▸ WRITTEN REQUEST:
Write out the passage from the "Stash Up" article, starting with "The music video" and going on through "the early 2000s.", copying it word for word.

▸ SOURCE TEXT:
▼

"Stash Up" is the third single released by OPM, and the final from the album Menace to Sobriety. It features samples of Jane's Addiction's Mountain Song, Boss's "I Don't Give a Fuck", Tenor Saw's "Ring The Alarm" and "Gimmie The Loot" performed by The Notorious B.I.G. The song was featured on Kerrang!'s The Best of 2001 compilation. It was re-recorded in 2012 for the Heaven Can Wait EP.

Music video

The music video was directed by Spencer Susser, who also directed the El Capitan video. The video shows the band attempting to escape from the police by; skateboarding, smashing windows, crashing cars, jumping fences and successfully escaping at the end by driving away in a Getaway car. It received heavy airplay on Kerrang! TV during the early 2000s.

▲

▸ SUPPLIED DATA:
▼

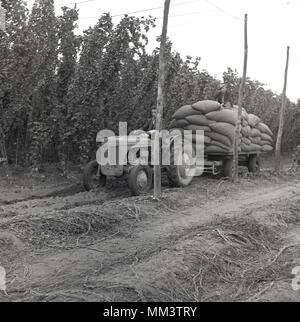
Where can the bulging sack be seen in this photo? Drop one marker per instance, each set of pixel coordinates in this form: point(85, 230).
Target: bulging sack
point(266, 137)
point(215, 149)
point(246, 141)
point(224, 129)
point(181, 123)
point(226, 116)
point(255, 132)
point(267, 148)
point(193, 127)
point(207, 106)
point(199, 120)
point(220, 138)
point(256, 140)
point(246, 131)
point(264, 128)
point(185, 111)
point(223, 146)
point(253, 120)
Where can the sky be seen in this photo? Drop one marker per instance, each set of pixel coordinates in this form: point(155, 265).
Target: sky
point(214, 31)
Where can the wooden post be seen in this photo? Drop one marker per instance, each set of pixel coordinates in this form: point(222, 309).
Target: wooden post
point(281, 118)
point(160, 98)
point(240, 103)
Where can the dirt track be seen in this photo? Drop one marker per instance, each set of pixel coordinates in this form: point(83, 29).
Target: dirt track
point(211, 241)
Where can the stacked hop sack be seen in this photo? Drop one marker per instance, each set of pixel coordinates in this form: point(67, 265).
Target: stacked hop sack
point(219, 124)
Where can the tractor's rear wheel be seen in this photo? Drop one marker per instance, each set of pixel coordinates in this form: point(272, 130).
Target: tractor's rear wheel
point(181, 174)
point(92, 178)
point(254, 164)
point(140, 180)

▲

▸ OUTPUT FOR THIS TASK:
The music video was directed by Spencer Susser, who also directed the El Capitan video. The video shows the band attempting to escape from the police by; skateboarding, smashing windows, crashing cars, jumping fences and successfully escaping at the end by driving away in a Getaway car. It received heavy airplay on Kerrang! TV during the early 2000s.